§ **What you are asked to do**
Please copy exactly the lines from the first in the records through the line that contains "Category: shrub", but not the pictures.

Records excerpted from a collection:
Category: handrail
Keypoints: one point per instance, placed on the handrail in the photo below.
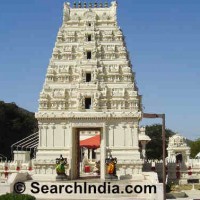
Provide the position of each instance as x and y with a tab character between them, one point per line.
32	139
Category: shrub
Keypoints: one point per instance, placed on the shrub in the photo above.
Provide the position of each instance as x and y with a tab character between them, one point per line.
16	197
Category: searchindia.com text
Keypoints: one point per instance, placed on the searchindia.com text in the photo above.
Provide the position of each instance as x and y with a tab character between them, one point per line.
85	188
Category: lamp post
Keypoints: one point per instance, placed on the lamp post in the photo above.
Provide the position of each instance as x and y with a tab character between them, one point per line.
148	115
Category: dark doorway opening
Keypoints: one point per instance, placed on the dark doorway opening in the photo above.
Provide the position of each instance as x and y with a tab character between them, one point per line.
89	38
88	77
179	158
89	54
87	103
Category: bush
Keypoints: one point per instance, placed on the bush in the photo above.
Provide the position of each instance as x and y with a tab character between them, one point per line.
16	197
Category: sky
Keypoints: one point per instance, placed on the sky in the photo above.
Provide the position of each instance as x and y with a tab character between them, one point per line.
162	37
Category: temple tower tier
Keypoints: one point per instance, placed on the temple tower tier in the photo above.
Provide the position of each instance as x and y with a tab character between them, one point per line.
90	85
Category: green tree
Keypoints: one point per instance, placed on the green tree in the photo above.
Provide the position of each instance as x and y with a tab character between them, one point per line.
195	147
154	147
15	124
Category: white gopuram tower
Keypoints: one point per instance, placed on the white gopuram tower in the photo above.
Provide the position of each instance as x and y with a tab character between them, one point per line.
90	85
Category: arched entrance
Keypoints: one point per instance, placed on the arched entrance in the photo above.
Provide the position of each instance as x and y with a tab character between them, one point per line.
80	166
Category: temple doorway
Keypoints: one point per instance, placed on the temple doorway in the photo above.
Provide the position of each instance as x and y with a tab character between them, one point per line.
179	158
86	153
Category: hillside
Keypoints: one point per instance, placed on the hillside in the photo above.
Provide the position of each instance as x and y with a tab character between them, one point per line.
15	124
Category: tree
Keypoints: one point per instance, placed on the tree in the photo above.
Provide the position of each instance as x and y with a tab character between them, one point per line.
15	124
195	147
154	147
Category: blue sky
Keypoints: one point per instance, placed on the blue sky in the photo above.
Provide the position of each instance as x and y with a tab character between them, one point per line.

§ **Expected answer**
Category: handrail
Keypoints: one point per instance, placed on the handrail in the photo below.
Provide the position of each instance as x and y with a tab character between them, one point per line.
32	139
Category: shrub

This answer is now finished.